BEGIN Material provided

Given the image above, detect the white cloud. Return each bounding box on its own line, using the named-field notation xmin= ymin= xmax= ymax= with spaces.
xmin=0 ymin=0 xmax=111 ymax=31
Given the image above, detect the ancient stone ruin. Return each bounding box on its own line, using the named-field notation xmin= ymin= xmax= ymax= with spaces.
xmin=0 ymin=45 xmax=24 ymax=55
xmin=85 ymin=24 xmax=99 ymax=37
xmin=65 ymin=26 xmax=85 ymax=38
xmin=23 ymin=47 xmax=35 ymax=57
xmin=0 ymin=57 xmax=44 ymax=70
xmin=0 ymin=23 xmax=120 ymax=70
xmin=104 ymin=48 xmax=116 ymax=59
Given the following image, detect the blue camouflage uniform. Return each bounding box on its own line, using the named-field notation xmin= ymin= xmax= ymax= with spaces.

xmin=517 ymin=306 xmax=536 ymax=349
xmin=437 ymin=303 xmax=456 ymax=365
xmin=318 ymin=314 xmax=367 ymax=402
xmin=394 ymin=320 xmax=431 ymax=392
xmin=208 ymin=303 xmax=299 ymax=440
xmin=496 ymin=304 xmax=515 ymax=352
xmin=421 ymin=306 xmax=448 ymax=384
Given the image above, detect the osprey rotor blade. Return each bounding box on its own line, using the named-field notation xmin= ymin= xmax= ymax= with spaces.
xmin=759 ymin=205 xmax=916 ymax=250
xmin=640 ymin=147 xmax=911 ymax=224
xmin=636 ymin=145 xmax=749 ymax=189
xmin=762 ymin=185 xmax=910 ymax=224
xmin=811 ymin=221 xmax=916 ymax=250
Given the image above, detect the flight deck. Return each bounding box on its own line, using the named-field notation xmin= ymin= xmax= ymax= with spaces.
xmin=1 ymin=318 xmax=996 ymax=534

END Material provided
BEGIN Material provided

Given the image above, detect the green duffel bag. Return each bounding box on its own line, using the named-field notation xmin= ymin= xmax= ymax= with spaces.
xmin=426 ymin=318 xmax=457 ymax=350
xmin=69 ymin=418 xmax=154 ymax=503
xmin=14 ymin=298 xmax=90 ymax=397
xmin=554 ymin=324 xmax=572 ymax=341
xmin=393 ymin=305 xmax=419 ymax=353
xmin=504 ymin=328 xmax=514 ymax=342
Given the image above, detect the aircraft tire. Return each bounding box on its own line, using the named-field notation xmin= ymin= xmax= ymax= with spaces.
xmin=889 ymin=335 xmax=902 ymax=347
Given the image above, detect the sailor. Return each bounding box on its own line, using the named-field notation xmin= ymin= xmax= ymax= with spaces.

END Material provided
BEGIN Material provided

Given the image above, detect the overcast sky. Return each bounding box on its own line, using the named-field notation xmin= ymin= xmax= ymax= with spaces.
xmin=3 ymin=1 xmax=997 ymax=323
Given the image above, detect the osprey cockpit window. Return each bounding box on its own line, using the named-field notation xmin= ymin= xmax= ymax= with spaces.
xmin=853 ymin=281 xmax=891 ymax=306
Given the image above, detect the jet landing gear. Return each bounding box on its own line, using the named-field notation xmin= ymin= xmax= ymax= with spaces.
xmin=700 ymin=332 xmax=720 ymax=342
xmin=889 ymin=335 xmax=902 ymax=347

END Material provided

§ What is expected
Quote the data above from the line containing "Given the image above, detect the green" to the line containing "Given the image above, detect the sailor.", inclusive, and stop.

§ Solution to the problem
Given the image above, detect the green duffel bag. Return each bounding box on its own line, using the named-field notation xmin= ymin= xmax= ymax= with spaces.
xmin=426 ymin=318 xmax=457 ymax=350
xmin=69 ymin=418 xmax=154 ymax=503
xmin=14 ymin=298 xmax=90 ymax=397
xmin=554 ymin=324 xmax=572 ymax=341
xmin=393 ymin=305 xmax=419 ymax=353
xmin=504 ymin=328 xmax=514 ymax=342
Given the image above, detect the aircraft tire. Return each bounding box on its own line, using the named-field notation xmin= ymin= xmax= ymax= with spaces.
xmin=889 ymin=335 xmax=902 ymax=347
Given the image above, detect the sailor. Return each bounding box on its own line, using the named-field notation xmin= ymin= xmax= ymax= with spaces.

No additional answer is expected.